▸ YOUR ASSIGNMENT
Each line from the one containing "Pin each instance of the wall-mounted" through the final line of the data below must be repeated exactly.

▸ SOURCE DATA
+ + + +
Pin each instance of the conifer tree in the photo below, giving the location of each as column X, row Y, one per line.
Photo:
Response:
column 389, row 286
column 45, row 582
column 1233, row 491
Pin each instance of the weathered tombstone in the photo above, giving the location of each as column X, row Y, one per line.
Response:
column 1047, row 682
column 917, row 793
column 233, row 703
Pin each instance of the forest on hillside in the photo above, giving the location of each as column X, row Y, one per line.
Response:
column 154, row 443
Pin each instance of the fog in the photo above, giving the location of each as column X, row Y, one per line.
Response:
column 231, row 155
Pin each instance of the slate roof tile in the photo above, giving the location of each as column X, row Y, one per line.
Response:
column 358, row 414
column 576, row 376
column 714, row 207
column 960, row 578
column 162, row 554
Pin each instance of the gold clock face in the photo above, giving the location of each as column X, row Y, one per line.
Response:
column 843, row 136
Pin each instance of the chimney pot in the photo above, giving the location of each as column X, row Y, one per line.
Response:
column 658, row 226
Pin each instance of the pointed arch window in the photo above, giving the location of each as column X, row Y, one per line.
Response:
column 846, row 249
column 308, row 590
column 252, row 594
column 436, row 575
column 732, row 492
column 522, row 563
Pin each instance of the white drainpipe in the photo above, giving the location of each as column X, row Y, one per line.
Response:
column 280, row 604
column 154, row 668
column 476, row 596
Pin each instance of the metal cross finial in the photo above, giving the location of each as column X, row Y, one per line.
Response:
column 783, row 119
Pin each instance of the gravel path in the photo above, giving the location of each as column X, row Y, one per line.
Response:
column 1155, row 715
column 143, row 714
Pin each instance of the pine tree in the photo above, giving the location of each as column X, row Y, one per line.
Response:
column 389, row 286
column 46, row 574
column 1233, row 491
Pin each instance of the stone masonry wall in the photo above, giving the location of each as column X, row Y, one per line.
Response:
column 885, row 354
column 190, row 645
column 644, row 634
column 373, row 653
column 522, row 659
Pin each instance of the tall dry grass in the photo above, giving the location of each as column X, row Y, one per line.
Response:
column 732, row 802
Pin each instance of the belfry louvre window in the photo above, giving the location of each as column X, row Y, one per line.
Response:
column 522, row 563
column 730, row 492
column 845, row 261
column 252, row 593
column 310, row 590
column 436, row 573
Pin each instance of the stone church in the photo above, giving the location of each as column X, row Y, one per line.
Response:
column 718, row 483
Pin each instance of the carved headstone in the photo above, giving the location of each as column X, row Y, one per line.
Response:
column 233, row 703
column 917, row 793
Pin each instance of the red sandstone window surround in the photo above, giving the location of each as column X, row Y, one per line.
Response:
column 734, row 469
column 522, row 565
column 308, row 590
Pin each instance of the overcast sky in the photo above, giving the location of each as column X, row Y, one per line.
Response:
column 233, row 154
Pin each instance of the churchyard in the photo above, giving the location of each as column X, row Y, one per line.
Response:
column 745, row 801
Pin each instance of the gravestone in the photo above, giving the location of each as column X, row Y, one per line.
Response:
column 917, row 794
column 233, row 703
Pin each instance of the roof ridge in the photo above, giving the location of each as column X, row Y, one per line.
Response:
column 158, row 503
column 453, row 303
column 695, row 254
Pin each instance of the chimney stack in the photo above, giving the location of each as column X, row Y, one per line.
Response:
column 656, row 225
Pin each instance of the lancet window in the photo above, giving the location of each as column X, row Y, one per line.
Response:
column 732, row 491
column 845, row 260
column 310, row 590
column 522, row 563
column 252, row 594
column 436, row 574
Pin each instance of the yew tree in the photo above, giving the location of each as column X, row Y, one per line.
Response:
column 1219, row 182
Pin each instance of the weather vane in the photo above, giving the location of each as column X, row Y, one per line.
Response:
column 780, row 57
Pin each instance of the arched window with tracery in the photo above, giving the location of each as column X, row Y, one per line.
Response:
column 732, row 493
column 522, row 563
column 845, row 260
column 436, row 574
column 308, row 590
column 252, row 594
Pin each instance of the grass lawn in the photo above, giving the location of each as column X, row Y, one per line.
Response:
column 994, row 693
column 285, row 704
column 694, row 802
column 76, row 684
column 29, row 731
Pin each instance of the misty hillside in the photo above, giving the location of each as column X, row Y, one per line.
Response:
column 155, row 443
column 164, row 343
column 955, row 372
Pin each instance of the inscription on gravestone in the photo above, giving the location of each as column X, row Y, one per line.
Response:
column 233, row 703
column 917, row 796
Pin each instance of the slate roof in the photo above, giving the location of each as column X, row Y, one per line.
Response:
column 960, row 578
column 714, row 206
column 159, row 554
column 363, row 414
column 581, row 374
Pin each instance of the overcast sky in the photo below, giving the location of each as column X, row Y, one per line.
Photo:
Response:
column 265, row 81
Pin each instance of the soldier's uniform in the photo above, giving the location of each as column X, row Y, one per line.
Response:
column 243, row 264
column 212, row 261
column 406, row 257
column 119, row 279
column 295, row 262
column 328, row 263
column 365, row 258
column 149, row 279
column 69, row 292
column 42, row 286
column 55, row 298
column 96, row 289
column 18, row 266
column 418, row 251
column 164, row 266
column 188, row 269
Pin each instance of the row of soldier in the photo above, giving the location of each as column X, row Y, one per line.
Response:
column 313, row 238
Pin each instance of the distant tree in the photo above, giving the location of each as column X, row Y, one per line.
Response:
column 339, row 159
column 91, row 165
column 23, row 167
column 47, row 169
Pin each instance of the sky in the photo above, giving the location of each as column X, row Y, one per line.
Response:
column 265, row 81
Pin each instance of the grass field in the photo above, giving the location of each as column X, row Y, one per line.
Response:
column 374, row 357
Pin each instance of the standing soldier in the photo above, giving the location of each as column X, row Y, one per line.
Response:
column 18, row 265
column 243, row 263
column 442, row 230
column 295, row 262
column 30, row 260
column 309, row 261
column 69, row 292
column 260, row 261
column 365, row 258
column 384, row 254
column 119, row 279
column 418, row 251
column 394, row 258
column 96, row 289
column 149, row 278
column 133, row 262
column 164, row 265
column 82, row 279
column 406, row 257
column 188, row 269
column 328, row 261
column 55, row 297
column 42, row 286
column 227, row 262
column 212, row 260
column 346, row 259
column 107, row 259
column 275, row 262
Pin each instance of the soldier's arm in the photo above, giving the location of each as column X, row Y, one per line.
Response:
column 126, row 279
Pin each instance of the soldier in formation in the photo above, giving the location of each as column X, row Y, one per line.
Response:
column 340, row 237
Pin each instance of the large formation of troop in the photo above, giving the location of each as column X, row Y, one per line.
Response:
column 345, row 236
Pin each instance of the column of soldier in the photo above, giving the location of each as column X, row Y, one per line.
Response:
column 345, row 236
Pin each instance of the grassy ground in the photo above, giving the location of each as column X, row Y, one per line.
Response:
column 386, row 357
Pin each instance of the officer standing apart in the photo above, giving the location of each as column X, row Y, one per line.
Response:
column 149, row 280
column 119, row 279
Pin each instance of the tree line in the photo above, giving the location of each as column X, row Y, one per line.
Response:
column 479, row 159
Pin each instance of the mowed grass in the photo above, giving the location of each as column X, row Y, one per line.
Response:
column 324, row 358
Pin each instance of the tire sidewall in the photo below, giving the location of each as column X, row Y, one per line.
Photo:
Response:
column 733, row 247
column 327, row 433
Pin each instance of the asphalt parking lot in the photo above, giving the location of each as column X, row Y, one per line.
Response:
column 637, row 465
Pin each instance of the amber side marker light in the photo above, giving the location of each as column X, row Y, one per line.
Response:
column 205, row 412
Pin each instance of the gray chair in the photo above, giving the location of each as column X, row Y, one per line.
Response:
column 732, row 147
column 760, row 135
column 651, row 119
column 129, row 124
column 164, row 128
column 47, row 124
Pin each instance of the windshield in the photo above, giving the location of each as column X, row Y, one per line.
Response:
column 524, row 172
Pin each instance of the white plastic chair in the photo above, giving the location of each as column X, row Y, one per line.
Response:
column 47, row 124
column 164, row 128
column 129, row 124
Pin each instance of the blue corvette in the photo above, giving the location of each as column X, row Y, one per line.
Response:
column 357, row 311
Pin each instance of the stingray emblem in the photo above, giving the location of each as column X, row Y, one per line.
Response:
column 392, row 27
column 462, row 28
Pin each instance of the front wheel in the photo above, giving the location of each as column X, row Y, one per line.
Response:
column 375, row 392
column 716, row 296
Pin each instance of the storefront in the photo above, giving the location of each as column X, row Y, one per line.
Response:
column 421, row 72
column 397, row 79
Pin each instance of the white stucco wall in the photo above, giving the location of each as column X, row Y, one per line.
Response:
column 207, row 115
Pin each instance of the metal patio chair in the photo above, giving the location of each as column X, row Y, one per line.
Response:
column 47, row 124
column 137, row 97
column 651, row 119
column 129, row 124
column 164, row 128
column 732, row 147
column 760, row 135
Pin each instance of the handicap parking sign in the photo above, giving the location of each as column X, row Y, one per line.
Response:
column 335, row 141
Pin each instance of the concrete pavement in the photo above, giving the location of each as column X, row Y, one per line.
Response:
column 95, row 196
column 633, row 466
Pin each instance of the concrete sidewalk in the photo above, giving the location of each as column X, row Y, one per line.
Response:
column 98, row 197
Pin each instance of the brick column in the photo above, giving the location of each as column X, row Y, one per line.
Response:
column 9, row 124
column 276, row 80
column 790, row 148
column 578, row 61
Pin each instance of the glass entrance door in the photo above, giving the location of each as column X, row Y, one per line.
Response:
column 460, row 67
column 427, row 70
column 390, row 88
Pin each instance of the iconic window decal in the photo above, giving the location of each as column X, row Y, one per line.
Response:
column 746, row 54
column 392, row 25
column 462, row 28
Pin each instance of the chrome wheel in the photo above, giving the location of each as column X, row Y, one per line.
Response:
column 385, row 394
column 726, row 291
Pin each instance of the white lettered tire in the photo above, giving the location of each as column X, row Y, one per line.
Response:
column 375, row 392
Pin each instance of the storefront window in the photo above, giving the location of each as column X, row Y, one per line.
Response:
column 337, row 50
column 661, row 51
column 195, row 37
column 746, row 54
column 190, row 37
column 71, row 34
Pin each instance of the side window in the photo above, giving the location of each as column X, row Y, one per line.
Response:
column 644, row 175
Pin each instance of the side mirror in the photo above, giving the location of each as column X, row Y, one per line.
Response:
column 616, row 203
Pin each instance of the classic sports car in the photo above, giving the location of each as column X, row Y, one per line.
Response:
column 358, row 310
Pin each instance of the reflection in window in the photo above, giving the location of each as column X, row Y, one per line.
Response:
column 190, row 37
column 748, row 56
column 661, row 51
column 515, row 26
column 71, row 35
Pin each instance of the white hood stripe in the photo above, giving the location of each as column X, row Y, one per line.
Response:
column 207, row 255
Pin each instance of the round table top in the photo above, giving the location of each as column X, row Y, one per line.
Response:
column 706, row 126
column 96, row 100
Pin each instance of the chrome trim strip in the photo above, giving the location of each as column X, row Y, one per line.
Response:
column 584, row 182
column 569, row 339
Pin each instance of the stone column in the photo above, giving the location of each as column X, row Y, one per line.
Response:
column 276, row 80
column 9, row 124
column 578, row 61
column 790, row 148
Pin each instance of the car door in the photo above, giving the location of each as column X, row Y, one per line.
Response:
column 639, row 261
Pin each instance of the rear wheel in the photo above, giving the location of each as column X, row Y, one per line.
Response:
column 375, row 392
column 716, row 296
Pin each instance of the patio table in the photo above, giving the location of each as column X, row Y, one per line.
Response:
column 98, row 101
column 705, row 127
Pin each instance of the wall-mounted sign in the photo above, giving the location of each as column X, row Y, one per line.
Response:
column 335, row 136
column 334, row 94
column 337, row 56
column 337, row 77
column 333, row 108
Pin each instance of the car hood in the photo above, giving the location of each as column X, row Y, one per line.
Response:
+ + + +
▸ SOLUTION FOR THIS EXERCISE
Pin each instance of the wall-mounted sign in the photo above, giving the location of each as column X, row Y, one per line.
Response:
column 335, row 136
column 334, row 94
column 337, row 56
column 337, row 77
column 333, row 108
Pin each instance of the car hood in the photo above, giving the location of each as column X, row Y, one per line.
Response:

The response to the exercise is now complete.